Text section =
=-=-=
The nickname of the regiment is "Dirty Shirts," and because of their heavy losses on this occasion it was said that the Germans had cleaned up the "Dirty Shirts." "Well," said an indignant Fusilier, "it was a moighty expensive washin' for them, anny way."
One of the Irish Dragoon Guards carried a wounded trooper to a farmhouse under fire. A German patrol called at the house and found them. From behind a barrier the Dragoons kept the Germans at bay. The Germans then brought a machine gun up and threatened to destroy the house. Rather than bring suffering on their hosts or the village the two hunted men made a rush out with some mad idea, perhaps, of taking the gun that had been brought against them. They got no further than the threshold of the door, where they fell dead, their blood bespattering the walls of the house.
The 4th Royal Fusiliers were in a warm corner. They were being fired at by outnumbering artillery and infantry, and they were, as one of them said, "like a lot of schoolboys at a treat" when ordered to fix bayonets and charge. "We had about 200 yards to cover before we got near them, and then we let them have it. It put us in mind of tossing hay, only we had human bodies. I was separated from my neighbours and was on my own when I was attacked by three Germans. I had a lively time and was nearly done when a comrade came to my rescue. I had already made sure of two, but the third would have finished me. I already had about three inches of steel in my side when my chum finished him."
=-=-=
Information shown =
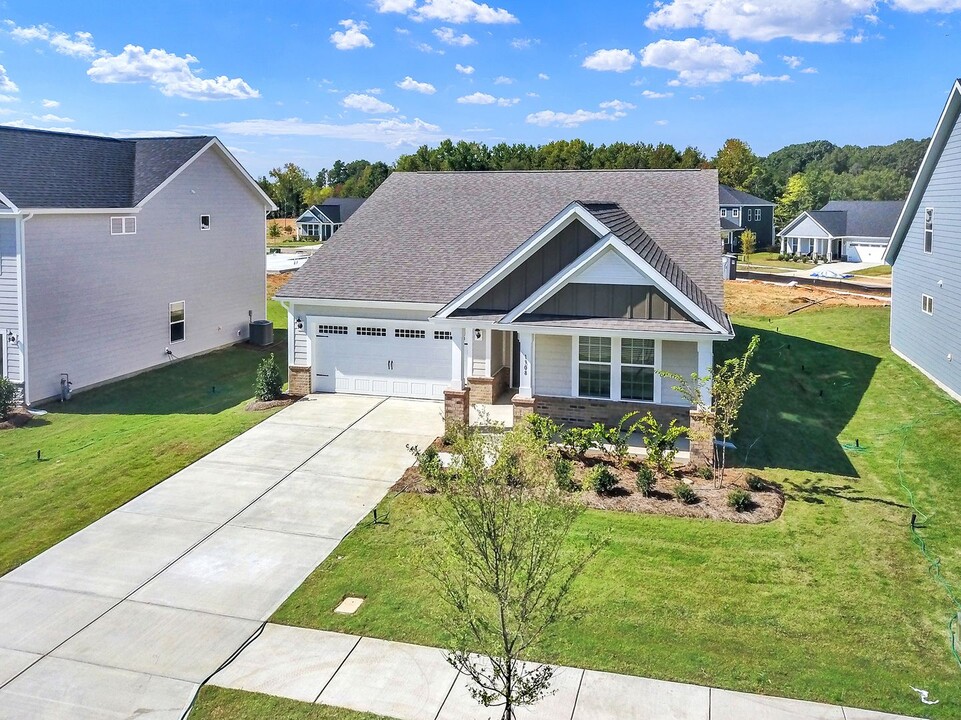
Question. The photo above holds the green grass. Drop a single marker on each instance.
(109, 444)
(215, 703)
(831, 602)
=-=-=
Required tasks =
• A. Translate this sentence from the wartime anecdotes into French: "A German patrol called at the house and found them."
• B. From the wartime anecdotes, reproduce verbatim the stretch from "One of the Irish" through "of the house.".

Answers =
• A. Une patrouille allemande se présenta à la maison et les trouva.

• B.
One of the Irish Dragoon Guards carried a wounded trooper to a farmhouse under fire. A German patrol called at the house and found them. From behind a barrier the Dragoons kept the Germans at bay. The Germans then brought a machine gun up and threatened to destroy the house. Rather than bring suffering on their hosts or the village the two hunted men made a rush out with some mad idea, perhaps, of taking the gun that had been brought against them. They got no further than the threshold of the door, where they fell dead, their blood bespattering the walls of the house.